How many lines in the entries below contain the word "negative"? Reply with the number only.

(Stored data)
----
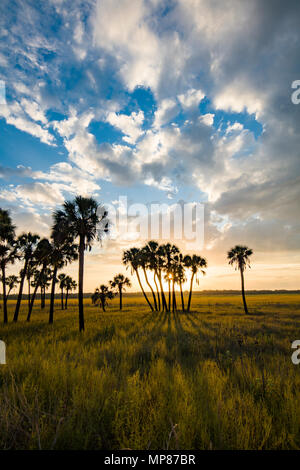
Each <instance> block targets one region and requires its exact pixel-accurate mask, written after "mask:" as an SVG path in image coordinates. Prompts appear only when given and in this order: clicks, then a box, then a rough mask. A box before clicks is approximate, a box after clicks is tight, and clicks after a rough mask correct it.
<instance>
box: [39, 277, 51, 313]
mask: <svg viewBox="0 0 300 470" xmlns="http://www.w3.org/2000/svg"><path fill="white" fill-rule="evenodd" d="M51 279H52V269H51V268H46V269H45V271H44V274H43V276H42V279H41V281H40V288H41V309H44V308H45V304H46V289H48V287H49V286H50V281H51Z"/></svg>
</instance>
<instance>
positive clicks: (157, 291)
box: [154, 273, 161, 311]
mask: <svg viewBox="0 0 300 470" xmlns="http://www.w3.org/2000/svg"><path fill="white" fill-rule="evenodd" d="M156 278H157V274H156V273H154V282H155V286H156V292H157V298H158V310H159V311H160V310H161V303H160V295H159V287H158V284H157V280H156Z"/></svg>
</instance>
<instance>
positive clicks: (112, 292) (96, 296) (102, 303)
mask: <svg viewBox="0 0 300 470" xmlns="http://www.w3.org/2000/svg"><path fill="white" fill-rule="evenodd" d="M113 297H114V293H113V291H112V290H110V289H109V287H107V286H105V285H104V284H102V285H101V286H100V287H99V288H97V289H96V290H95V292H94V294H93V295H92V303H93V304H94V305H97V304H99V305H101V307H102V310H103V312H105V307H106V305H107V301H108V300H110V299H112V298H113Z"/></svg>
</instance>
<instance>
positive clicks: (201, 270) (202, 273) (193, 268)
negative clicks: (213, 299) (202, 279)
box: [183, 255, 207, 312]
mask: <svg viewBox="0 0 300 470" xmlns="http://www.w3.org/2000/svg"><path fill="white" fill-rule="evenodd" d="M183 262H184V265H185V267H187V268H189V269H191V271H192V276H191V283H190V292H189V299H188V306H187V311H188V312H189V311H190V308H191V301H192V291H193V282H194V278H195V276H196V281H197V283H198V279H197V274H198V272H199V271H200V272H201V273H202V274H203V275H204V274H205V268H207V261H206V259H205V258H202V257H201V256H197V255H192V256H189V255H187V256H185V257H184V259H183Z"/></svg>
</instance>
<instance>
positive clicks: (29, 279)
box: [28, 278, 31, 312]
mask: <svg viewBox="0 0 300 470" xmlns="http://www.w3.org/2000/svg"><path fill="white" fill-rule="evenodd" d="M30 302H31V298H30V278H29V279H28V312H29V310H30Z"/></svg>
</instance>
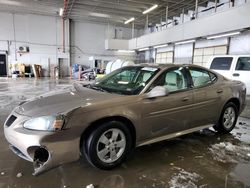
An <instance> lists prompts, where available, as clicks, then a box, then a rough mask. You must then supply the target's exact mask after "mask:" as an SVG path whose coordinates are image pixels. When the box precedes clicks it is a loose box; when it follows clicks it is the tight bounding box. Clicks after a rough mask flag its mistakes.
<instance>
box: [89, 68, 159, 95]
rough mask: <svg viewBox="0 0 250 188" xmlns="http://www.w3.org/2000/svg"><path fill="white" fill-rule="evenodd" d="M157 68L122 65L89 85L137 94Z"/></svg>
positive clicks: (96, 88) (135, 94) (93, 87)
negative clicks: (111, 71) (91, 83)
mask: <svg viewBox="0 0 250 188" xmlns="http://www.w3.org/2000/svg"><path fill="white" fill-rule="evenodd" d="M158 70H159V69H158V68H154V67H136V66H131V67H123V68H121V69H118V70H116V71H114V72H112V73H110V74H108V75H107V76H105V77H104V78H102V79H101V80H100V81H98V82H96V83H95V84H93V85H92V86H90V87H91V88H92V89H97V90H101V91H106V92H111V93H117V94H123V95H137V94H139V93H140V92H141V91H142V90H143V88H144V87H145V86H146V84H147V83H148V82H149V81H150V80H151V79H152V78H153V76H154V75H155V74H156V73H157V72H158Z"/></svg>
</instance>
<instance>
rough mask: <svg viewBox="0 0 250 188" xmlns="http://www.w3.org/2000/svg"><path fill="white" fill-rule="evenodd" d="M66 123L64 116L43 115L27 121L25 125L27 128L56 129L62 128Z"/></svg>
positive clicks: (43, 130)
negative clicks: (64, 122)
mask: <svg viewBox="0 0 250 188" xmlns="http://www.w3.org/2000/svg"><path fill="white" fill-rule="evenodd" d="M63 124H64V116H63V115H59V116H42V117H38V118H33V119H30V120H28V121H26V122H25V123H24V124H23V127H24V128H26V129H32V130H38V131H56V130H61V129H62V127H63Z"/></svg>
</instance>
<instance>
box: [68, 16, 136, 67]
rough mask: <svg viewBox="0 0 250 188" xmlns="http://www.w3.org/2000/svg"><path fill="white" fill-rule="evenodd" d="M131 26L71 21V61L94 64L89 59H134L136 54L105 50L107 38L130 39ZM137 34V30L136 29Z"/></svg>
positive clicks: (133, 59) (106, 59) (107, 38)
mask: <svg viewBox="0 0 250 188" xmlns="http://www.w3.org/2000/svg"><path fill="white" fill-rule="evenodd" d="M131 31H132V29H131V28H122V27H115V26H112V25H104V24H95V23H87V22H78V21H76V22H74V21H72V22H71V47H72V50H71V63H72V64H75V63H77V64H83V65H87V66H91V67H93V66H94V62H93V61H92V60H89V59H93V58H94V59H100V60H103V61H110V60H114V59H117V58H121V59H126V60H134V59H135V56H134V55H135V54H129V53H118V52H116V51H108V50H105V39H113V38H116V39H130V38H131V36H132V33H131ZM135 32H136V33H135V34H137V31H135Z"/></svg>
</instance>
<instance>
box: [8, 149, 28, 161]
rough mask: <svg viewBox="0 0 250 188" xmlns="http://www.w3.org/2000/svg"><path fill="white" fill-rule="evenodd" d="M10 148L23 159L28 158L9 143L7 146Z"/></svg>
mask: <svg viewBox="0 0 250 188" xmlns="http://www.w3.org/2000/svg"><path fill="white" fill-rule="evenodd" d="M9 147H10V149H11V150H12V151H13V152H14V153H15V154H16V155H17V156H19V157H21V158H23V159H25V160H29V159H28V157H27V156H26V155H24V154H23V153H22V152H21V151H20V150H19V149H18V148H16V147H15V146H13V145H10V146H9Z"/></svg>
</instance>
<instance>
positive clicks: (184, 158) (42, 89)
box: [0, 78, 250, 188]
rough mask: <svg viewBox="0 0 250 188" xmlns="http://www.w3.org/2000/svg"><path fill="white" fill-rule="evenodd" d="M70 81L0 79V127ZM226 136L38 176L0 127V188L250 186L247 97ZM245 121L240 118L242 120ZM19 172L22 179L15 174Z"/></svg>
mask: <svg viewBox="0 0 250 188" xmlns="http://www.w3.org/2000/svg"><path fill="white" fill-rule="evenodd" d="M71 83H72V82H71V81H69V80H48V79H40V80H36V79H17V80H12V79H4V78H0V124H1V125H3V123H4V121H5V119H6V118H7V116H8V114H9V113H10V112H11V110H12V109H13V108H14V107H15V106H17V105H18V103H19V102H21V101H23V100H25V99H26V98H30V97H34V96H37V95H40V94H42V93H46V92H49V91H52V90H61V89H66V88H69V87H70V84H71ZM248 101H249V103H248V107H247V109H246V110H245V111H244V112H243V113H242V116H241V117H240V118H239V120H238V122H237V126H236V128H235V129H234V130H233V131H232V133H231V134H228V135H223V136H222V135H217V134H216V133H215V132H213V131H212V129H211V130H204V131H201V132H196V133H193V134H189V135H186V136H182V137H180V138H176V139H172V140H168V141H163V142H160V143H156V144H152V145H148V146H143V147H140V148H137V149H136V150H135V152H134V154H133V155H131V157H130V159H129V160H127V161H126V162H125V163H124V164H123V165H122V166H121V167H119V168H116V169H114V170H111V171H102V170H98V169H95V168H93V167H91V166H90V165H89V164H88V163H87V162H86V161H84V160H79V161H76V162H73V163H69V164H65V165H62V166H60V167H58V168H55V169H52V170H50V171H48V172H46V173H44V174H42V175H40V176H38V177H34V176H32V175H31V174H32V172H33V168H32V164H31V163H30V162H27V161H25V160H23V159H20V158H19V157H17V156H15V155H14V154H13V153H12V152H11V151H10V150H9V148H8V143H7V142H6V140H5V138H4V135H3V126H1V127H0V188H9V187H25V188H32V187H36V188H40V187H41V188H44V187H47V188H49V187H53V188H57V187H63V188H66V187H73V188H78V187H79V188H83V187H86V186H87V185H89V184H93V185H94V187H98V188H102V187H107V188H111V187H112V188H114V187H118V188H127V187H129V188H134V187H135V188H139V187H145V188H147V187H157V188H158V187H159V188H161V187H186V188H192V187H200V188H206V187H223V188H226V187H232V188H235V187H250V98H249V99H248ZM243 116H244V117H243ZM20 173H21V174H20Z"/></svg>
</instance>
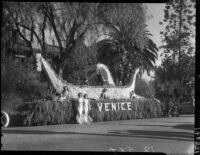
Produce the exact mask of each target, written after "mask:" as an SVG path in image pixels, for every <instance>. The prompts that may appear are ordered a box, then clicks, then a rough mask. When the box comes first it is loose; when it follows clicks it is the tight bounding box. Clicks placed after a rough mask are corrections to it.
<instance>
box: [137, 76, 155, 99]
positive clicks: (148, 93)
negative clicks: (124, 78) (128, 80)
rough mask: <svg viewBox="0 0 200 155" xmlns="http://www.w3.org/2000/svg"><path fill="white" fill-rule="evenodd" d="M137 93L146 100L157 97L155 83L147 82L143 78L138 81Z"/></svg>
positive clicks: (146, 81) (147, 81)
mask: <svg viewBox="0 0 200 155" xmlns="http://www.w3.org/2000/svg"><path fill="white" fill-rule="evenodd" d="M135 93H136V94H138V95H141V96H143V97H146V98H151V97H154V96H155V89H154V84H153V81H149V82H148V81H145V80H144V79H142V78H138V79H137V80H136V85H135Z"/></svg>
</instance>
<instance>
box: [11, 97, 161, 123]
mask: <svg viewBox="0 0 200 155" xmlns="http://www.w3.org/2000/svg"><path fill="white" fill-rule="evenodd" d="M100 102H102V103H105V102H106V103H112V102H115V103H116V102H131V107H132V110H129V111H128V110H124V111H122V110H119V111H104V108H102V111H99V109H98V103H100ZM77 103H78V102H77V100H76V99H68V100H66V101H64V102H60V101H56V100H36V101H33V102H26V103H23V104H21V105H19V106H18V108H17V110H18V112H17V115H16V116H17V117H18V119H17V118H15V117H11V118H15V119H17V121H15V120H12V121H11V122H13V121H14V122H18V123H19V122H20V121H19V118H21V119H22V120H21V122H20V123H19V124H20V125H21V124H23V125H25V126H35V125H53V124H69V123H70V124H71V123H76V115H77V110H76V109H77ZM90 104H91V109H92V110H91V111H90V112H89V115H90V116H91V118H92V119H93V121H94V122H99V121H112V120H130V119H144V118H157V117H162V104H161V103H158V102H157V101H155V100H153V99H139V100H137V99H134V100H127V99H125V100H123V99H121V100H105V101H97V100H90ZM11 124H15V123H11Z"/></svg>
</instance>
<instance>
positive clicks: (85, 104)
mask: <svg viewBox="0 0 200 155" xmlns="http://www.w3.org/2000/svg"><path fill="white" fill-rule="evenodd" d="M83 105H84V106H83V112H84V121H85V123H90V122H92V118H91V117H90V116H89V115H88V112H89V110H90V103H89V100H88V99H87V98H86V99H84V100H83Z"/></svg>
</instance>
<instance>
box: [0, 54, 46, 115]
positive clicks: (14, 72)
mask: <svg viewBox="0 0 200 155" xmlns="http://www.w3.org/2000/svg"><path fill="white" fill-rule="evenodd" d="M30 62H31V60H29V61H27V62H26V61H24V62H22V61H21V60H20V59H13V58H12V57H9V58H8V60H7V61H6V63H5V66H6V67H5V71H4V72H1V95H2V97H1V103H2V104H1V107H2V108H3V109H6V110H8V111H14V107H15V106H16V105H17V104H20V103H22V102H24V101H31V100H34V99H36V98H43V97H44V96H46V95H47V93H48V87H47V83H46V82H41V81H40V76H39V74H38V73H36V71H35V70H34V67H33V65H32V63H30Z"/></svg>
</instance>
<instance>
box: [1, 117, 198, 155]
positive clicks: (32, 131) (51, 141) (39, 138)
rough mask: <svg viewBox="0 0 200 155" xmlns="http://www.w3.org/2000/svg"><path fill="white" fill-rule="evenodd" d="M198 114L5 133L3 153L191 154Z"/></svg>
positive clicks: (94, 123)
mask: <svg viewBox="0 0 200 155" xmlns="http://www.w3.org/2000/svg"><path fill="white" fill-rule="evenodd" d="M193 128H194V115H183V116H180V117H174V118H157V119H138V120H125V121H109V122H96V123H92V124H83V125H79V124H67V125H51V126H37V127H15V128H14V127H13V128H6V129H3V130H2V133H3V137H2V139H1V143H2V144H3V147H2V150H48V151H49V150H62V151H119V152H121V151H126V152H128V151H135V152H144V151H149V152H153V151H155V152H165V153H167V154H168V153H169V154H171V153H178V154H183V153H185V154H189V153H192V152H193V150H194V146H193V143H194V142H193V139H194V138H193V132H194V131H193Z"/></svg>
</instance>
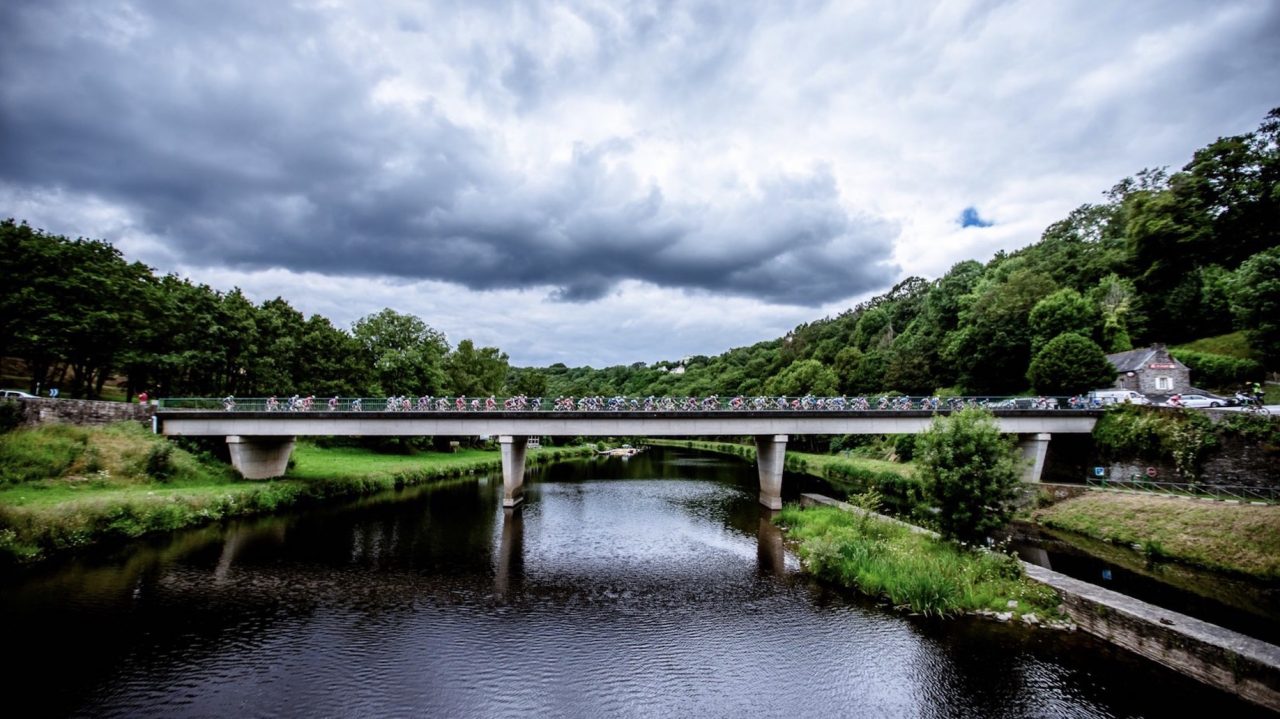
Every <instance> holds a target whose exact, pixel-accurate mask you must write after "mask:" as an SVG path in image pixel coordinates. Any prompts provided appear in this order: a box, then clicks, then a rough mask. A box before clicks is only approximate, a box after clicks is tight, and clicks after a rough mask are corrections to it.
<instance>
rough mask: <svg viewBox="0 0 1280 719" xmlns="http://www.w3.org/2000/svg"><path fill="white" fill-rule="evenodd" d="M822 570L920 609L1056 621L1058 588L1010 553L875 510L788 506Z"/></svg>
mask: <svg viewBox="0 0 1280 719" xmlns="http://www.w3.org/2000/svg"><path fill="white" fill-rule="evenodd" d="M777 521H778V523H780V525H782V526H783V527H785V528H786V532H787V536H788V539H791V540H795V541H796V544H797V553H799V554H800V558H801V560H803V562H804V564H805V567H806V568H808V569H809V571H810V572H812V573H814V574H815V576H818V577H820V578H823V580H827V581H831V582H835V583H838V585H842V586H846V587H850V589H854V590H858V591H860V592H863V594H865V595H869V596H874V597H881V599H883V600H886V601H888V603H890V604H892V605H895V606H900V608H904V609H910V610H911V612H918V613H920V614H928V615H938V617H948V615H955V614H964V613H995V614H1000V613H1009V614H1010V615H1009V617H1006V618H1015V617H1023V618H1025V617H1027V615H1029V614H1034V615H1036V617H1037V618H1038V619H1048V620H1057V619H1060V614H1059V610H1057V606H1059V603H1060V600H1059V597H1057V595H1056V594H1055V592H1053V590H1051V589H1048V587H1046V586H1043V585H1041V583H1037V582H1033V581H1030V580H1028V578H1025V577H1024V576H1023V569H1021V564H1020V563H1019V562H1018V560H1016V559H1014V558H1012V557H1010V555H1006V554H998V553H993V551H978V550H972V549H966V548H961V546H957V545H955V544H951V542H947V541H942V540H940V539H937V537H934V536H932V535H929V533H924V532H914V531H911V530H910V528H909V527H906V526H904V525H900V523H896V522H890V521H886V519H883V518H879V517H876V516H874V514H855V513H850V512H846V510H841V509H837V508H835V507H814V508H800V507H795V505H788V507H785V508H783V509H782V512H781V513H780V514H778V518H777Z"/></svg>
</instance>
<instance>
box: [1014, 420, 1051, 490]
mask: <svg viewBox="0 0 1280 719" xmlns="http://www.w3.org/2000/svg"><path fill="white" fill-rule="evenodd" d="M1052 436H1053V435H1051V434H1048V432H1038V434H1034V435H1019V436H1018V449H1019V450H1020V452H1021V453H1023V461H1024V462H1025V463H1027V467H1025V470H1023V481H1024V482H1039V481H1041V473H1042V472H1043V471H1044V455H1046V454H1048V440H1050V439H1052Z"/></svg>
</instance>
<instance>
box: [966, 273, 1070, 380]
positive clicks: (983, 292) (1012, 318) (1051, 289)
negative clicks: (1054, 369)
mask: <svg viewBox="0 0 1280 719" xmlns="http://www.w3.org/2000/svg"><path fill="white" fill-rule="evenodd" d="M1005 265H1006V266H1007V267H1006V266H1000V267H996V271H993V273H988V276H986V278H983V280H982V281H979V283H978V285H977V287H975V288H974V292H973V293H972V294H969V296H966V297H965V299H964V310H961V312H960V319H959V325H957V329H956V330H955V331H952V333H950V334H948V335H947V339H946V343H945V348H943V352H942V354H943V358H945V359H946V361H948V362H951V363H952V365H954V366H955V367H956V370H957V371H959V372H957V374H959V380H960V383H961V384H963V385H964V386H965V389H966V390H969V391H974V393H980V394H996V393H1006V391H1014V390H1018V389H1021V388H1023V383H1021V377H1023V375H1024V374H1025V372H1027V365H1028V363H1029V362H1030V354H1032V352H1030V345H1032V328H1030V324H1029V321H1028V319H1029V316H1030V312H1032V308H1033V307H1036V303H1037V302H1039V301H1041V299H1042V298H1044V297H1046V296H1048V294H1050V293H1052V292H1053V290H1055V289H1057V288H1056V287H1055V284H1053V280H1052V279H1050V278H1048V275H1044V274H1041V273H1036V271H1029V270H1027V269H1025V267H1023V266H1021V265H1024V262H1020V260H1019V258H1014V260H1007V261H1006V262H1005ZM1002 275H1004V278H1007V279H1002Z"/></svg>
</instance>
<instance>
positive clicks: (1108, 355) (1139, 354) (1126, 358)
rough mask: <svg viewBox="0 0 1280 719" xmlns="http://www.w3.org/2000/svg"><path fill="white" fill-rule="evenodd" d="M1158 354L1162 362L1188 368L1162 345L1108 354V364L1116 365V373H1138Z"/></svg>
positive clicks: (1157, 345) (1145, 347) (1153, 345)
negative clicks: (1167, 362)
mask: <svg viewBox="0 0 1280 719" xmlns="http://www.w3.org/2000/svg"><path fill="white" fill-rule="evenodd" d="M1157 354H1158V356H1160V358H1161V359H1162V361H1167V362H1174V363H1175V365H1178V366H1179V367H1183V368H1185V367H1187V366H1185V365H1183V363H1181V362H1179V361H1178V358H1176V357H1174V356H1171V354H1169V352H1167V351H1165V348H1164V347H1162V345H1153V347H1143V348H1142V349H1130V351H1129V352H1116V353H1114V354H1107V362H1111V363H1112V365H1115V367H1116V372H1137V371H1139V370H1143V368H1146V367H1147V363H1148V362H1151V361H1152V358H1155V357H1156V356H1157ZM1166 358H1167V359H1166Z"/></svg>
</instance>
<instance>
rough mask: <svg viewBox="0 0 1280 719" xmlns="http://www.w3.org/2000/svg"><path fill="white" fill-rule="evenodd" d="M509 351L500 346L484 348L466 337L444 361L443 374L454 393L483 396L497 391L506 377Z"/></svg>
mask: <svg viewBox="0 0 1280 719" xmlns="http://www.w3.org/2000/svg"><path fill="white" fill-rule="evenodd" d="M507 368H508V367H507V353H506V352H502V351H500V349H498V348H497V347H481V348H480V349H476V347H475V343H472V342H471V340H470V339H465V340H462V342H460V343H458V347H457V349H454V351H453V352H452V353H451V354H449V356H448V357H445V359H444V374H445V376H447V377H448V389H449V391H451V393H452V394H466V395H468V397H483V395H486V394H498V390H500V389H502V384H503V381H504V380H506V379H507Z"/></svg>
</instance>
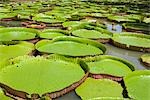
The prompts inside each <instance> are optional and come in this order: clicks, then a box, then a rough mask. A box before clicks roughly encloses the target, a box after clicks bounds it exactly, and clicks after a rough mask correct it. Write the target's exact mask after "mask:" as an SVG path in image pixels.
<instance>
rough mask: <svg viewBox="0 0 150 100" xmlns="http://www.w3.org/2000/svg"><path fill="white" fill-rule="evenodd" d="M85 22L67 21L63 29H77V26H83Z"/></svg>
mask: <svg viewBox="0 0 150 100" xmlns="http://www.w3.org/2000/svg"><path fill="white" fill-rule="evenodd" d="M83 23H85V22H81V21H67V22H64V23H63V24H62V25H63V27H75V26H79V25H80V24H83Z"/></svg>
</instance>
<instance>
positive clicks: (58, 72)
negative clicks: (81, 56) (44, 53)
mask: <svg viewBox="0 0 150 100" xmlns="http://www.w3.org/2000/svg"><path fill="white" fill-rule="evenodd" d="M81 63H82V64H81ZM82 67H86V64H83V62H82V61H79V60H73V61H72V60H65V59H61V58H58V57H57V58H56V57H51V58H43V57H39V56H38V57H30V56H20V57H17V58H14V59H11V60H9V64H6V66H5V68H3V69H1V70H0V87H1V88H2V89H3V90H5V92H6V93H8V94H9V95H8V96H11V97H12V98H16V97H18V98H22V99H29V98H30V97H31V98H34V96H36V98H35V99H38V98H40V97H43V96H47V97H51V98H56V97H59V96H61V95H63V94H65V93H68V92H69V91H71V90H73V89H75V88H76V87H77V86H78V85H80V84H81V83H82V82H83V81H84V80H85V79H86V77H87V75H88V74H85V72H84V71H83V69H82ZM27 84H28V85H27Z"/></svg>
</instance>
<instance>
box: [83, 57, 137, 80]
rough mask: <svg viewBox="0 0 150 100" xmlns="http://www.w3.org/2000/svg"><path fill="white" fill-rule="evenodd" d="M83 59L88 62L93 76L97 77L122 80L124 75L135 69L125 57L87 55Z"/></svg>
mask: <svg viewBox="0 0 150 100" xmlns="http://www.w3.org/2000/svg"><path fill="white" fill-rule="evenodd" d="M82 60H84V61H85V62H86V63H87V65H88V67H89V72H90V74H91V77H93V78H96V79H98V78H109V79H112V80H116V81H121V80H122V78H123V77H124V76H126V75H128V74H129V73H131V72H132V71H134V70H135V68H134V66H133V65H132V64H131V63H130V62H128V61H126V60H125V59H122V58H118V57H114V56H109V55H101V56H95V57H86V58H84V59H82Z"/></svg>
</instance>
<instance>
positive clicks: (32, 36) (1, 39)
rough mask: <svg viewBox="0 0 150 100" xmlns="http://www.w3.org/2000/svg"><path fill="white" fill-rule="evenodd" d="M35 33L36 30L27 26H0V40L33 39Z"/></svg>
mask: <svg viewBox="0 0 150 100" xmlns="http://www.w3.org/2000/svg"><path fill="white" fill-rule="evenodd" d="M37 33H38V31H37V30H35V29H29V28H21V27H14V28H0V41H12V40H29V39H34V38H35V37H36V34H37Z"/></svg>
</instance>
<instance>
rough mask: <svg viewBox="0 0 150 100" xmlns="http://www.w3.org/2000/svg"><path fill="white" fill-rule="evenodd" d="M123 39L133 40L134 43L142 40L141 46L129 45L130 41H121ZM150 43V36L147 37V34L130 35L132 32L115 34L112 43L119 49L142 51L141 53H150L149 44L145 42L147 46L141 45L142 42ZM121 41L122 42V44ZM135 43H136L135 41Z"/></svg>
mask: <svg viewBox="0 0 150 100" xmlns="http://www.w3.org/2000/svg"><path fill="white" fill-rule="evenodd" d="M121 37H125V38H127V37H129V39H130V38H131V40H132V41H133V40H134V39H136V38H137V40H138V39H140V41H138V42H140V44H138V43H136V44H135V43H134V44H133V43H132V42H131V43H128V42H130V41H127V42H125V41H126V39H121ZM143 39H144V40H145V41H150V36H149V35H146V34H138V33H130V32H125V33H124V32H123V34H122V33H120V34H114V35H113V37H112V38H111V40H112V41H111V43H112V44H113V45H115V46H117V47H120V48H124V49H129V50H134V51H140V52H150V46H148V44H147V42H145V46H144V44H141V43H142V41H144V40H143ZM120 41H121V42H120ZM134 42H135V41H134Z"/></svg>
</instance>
----
• **Final answer**
7